**EXERCISE TASK**
Return the passage of the barbecue history article between "One of the great" and "- very simple.", inclusive, copied word for word.

**SOURCE PASSAGE**

— start —

Split Tree’s tasty ribs difficult to beat This is the fifth installment of the Tour d’BBQ.
By the Daily News Thursday, February 4, 2010 10:56 AM CST
Our tour through barbecue history left off with the 19th century, when the communal pig-slaughter and smoking for preservation gave way to community festivals, church gatherings and political gatherings where attendees washed down piles of smoked pork with liquor, lemonade and eventually soda. By the beginning of the 20th century, cooks had established roadside pit barbecues - the forerunner of the modern restaurant.
Because of the rural setting of the emerging barbecue restaurants, as well as the labor-intensive nature of smoking the meat, few people owned more than one joint. In the early years, those places were little more than run-down shacks with a few tables and chairs, and a sign (maybe with neon) showing an anthropomorphic pig dancing over some food.
One of the great changes to American barbecue dining culture - going on concurrently in the rest of American culture - came with the increased use of the automobile in the early 20th century. What had been pit barbecues became permanent roadside “restaurants” inviting drivers to stop in and sample the food.
As the automobile became the favorite way to spend an afternoon or weekend sightseeing, people became willing to travel some distance to visit different eateries.
In that spirit I traveled to faraway Alvaton to sample the fare at the rustically themed Split Tree Barbecue. The location hearkens back to the early 20th century barbecue joint. It’s not really near any other commercial businesses, sitting between Bowling Green and Scottsville. The decor is like a hunt camp, with a great deal of open space - very simple.

— end —

**EXCERPTED RECORDS**
— start —

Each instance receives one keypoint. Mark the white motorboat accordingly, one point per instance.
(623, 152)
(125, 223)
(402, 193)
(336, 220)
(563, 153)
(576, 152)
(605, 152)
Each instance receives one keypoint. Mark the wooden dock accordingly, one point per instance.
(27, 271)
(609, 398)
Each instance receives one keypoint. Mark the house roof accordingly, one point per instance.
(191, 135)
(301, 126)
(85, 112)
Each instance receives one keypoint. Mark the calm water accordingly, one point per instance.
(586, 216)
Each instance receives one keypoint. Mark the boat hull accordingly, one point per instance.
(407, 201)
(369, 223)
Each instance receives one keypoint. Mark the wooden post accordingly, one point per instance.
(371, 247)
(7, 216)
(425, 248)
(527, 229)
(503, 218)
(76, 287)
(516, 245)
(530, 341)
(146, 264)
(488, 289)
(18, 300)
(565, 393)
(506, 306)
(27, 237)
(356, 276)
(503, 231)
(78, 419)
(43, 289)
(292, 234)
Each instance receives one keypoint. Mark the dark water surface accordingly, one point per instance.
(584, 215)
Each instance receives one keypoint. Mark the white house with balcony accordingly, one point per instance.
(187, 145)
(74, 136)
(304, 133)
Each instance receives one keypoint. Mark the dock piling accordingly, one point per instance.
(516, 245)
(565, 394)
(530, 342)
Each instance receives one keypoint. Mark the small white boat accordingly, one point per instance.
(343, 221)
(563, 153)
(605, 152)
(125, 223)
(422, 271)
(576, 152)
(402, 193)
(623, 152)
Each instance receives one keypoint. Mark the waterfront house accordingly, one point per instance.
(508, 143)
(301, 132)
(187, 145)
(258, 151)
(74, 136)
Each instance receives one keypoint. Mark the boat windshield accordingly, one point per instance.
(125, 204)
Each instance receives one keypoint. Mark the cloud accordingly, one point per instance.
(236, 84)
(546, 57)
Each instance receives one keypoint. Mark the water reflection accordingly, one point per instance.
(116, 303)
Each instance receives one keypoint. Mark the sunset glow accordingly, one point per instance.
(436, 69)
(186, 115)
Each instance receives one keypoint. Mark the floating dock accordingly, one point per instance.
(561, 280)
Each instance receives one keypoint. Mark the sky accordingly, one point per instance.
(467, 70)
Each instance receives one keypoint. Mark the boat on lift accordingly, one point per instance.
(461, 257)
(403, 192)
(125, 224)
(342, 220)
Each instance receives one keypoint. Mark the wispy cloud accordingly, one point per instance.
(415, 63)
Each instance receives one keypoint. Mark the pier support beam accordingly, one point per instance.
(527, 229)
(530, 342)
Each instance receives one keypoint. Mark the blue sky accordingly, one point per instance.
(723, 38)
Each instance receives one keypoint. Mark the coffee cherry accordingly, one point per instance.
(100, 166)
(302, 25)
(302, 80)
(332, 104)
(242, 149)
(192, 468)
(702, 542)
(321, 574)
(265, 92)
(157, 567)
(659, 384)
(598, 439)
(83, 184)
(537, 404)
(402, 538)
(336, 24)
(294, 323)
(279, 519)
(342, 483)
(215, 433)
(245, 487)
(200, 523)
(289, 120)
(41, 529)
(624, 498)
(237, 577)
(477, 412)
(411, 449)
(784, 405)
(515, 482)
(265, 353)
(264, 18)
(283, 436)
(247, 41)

— end —

**THE COMPLETED TASK**
One of the great changes to American barbecue dining culture - going on concurrently in the rest of American culture - came with the increased use of the automobile in the early 20th century. What had been pit barbecues became permanent roadside “restaurants” inviting drivers to stop in and sample the food.
As the automobile became the favorite way to spend an afternoon or weekend sightseeing, people became willing to travel some distance to visit different eateries.
In that spirit I traveled to faraway Alvaton to sample the fare at the rustically themed Split Tree Barbecue. The location hearkens back to the early 20th century barbecue joint. It’s not really near any other commercial businesses, sitting between Bowling Green and Scottsville. The decor is like a hunt camp, with a great deal of open space - very simple.